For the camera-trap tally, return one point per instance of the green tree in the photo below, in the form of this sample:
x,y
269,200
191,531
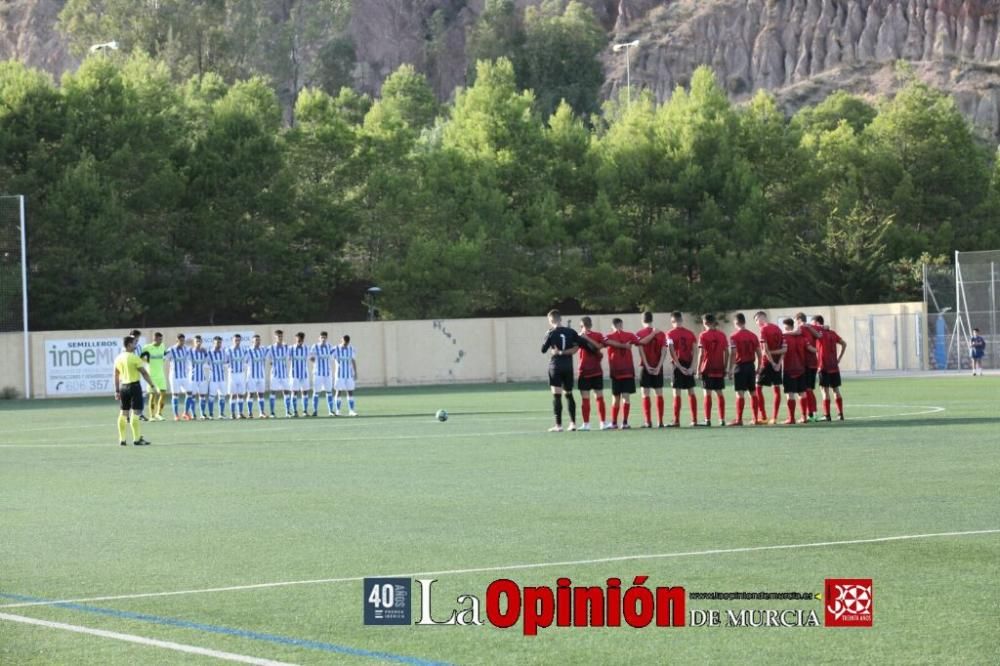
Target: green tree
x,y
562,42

_ _ _ _ _ _ _

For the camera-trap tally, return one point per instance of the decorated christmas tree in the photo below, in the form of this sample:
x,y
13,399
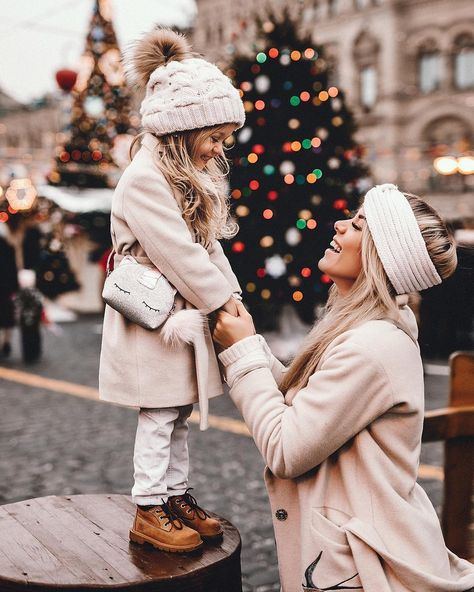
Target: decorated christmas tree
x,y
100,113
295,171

_ _ _ _ _ _ _

### ACTIVITY
Count how many lines above include the word "photo" and answer with that figure only.

### SOLUTION TO THE EXERCISE
2